* [Document passage]:
____________

Nishiawakura (西粟倉村, Nishiawakura-son) is a village located in Aida District, Okayama Prefecture, Japan.As of 1 February 2023, the village had an estimated population of 1,361 in 593 households and a population density of 29 persons per km². The total area of the village is 57.97 sqkm.

==Geography==
Nishiawakura is located in the northeastern part of Okayama Prefecture, bordering Hyōgo Prefecture and Tottori Prefecture. Located on the southern side of the Chugoku Mountains, mountains and forests occupy 95% of the village area; and the village is designated as a heavy snowfall area.

=== Neighboring municipalities ===
Hyōgo Prefecture
- Shisō
Okayama Prefecture
- Mimasaka
Tottori Prefecture
- Chizu
- Wakasa

==Climate==
Nishiawakura has a Humid subtropical climate (Köppen Cfa) characterized by warm summers and cool winters with moderate snowfall. The average annual temperature in Nishiawakura is 11.9 °C. The average annual rainfall is 1981 mm with September as the wettest month. The temperatures are highest on average in August, at around 23.8 °C, and lowest in January, at around 0.1 °C.

____________

* [The data]:

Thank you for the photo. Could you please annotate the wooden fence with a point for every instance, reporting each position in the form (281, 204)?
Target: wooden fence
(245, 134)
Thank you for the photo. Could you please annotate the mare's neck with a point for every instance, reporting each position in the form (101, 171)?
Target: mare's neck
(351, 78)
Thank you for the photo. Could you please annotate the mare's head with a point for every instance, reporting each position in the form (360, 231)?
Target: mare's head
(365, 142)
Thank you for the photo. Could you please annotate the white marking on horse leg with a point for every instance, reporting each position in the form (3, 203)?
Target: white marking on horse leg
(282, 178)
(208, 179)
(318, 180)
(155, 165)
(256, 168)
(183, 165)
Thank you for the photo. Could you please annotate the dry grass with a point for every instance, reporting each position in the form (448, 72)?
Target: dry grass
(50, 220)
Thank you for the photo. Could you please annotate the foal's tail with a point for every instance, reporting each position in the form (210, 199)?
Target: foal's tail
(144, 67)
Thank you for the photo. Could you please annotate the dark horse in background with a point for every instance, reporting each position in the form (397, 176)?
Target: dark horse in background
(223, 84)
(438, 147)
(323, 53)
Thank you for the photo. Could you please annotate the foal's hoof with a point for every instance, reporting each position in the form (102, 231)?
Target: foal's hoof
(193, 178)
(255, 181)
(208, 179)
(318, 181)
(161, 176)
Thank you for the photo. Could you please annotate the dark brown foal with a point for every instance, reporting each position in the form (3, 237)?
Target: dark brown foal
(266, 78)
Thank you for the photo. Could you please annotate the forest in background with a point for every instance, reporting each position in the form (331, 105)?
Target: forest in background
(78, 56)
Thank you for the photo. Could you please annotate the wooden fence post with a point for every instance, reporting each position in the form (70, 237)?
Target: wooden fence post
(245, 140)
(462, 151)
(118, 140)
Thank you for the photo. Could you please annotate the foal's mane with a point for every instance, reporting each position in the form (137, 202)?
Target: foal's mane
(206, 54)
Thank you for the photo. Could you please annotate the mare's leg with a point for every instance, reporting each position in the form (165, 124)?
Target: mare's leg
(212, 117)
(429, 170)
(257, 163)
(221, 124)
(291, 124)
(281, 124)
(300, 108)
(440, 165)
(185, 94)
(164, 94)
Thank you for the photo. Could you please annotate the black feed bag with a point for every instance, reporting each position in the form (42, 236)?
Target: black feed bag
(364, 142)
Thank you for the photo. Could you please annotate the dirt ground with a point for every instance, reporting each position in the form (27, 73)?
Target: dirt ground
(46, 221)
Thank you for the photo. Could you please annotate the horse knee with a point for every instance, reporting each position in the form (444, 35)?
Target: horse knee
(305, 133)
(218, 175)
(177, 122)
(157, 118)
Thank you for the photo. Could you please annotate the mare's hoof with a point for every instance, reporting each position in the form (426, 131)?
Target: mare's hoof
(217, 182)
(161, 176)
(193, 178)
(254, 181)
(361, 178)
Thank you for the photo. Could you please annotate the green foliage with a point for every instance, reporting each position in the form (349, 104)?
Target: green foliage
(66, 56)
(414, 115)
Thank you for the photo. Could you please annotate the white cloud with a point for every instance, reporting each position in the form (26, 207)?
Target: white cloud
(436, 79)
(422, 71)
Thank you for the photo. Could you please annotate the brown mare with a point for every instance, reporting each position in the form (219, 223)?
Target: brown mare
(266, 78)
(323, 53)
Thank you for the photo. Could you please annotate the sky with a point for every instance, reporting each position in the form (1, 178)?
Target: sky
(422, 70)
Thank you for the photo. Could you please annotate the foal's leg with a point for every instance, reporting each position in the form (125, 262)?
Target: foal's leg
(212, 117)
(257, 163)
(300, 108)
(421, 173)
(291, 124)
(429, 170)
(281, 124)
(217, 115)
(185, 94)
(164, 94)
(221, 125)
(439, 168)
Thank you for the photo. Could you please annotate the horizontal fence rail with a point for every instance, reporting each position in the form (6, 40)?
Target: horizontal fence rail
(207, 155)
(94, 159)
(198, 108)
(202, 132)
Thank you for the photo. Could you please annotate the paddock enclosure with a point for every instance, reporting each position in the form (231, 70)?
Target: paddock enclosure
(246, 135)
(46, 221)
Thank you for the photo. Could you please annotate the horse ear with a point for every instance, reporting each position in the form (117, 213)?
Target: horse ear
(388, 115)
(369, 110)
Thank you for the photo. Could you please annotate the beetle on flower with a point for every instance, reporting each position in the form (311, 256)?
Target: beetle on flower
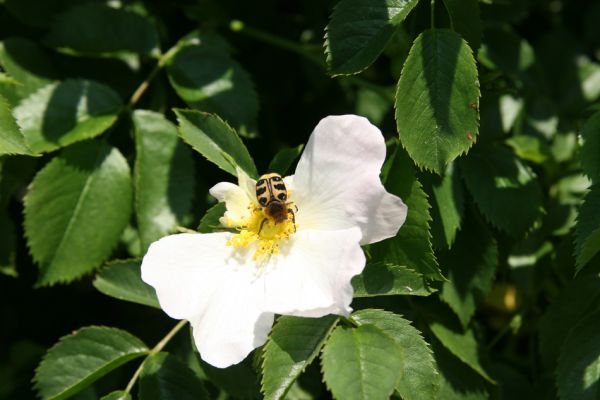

____________

* [Work instructions]:
Write out the part of the Nishiawakura passage starting at "Nishiawakura (西粟倉村, Nishiawakura-son)" and ending at "heavy snowfall area.", word for word.

* [Answer to this problem]:
Nishiawakura (西粟倉村, Nishiawakura-son) is a village located in Aida District, Okayama Prefecture, Japan.As of 1 February 2023, the village had an estimated population of 1,361 in 593 households and a population density of 29 persons per km². The total area of the village is 57.97 sqkm.

==Geography==
Nishiawakura is located in the northeastern part of Okayama Prefecture, bordering Hyōgo Prefecture and Tottori Prefecture. Located on the southern side of the Chugoku Mountains, mountains and forests occupy 95% of the village area; and the village is designated as a heavy snowfall area.